____ Extract provided

Geetanjali Lal (born Geetanjali Desai; 6 Nov 1948) is an Indian Kathak dancer and choreographer.

Early life and education
Geetanjali Lal received formal training in Hindustani Classical music by her father, Rajnikant Desai – a well-known vocalist & professor of music and the disciple of Aftab-e-Mosiqui Ustad Faiyaz Khan of Agra Gharana.
She began formal training in Kathak dance at an early age of 6, under the distinguished Kathak danseuse Roshan Kumari.

Geetanjali Lal continued with her formal training in Kathak dance under stalwarts – Pandit Gopi Krishna, Shri Mohan Rao Kallianpurkar and Pandit Devi Lal of Jaipur Gharana.

Career
She held the post of Chief of Repertory and Director of Kathak Kendra from 2009-2012.

________
____ Extracted entries

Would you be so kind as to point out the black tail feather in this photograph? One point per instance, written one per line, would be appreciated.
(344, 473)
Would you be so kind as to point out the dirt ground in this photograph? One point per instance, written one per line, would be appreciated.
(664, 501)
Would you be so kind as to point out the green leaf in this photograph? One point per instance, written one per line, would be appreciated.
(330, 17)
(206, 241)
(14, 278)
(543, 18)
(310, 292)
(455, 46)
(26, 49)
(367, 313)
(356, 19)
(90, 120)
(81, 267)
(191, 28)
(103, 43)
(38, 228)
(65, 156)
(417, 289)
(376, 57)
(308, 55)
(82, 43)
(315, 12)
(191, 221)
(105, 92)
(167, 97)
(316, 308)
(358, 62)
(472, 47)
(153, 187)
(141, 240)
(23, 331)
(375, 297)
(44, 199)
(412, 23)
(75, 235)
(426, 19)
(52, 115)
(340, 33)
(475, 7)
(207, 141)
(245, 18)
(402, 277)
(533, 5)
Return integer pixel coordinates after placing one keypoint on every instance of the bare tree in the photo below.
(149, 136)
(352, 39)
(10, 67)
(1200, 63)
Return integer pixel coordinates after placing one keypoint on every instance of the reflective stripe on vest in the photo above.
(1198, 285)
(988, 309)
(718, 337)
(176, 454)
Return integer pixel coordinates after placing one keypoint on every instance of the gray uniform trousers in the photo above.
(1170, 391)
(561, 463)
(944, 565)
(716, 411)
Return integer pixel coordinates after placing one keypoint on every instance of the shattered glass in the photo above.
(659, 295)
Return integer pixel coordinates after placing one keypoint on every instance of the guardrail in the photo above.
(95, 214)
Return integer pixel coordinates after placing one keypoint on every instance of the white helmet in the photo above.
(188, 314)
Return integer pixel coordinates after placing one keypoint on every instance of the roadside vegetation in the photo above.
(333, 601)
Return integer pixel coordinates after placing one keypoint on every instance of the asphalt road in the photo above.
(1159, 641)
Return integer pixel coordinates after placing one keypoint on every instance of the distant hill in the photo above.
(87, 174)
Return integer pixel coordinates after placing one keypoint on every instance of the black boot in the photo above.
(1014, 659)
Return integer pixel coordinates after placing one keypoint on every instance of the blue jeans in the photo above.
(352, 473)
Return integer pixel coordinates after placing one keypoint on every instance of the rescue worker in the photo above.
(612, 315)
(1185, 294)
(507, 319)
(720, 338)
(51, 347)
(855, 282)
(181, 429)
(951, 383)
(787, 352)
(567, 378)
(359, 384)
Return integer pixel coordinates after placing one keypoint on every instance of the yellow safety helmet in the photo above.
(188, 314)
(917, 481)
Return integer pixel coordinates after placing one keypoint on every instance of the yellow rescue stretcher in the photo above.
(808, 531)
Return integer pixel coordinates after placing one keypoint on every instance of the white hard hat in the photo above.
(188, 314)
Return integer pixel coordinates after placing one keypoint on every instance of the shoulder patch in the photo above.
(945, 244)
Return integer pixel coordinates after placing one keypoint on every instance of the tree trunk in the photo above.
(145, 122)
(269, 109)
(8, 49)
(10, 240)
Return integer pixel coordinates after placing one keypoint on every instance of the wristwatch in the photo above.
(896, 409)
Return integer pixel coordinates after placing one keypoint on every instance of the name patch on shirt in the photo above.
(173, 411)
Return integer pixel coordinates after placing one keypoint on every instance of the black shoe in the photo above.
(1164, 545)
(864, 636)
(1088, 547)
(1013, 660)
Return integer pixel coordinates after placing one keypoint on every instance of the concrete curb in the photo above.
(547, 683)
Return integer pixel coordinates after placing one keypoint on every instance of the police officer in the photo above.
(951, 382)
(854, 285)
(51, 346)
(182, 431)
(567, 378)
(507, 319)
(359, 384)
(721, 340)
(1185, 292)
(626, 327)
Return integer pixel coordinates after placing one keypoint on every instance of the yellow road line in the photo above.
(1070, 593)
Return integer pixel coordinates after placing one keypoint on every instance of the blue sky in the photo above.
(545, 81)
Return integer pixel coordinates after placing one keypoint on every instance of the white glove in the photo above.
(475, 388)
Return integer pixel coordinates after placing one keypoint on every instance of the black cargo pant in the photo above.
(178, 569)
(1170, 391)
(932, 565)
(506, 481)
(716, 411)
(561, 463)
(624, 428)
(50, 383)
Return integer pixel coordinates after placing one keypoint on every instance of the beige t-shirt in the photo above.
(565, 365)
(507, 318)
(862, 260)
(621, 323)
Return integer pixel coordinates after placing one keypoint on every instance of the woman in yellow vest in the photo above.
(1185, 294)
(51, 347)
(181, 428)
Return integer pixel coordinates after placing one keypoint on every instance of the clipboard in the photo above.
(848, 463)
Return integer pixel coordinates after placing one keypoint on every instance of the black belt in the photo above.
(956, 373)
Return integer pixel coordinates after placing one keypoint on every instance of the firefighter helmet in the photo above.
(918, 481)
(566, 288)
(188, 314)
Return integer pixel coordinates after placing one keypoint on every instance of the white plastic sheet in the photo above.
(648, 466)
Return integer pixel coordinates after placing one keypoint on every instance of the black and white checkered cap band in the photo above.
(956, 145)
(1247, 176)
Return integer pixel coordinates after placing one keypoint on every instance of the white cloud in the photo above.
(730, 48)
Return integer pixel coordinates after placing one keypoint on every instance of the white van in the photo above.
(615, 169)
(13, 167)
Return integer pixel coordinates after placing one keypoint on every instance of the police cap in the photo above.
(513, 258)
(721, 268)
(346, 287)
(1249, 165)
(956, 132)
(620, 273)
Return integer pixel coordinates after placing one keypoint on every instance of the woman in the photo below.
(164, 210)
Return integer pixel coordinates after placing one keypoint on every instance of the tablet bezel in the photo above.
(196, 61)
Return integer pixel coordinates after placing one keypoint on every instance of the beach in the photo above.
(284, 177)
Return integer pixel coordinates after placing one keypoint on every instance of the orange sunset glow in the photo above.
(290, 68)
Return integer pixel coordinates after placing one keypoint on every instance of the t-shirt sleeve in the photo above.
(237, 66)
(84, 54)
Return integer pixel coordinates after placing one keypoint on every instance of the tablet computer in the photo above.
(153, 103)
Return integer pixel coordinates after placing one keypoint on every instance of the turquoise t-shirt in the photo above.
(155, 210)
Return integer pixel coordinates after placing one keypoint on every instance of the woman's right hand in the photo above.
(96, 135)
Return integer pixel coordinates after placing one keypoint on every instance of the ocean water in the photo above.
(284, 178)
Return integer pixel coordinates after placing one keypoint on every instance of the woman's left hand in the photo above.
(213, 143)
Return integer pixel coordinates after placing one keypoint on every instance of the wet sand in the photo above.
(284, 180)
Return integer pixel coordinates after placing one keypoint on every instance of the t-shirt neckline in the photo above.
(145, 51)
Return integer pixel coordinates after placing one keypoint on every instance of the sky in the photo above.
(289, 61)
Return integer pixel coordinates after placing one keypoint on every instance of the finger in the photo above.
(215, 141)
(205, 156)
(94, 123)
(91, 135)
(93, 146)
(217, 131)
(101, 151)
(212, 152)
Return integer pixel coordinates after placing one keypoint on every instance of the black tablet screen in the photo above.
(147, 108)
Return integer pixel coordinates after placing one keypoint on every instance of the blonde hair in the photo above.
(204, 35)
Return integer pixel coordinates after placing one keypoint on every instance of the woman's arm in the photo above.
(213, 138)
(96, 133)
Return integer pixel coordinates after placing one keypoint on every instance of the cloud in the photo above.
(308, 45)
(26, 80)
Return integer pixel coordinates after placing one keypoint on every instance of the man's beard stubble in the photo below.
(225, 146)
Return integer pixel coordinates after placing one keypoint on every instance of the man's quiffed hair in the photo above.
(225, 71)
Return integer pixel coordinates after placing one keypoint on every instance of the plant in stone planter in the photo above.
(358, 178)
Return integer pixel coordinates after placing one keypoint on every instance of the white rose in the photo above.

________

Goal 1 → Return the passage of the Geetanjali Lal biography between "Early life and" and "danseuse Roshan Kumari.", inclusive, copied word for word.
Goal 2 → According to the Geetanjali Lal biography, under which Kathak dancer did she begin formal training at the age of 6?
Goal 3 → Translate this sentence from the Geetanjali Lal biography into Spanish: "She held the post of Chief of Repertory and Director of Kathak Kendra from 2009-2012."
This material comes from a separate source.

Finished answer 1 →
Early life and education
Geetanjali Lal received formal training in Hindustani Classical music by her father, Rajnikant Desai – a well-known vocalist & professor of music and the disciple of Aftab-e-Mosiqui Ustad Faiyaz Khan of Agra Gharana.
She began formal training in Kathak dance at an early age of 6, under the distinguished Kathak danseuse Roshan Kumari.

Finished answer 2 → Roshan Kumari

Finished answer 3 → Ocupó el cargo de Jefa de Repertorio y Directora de Kathak Kendra de 2009 a 2012.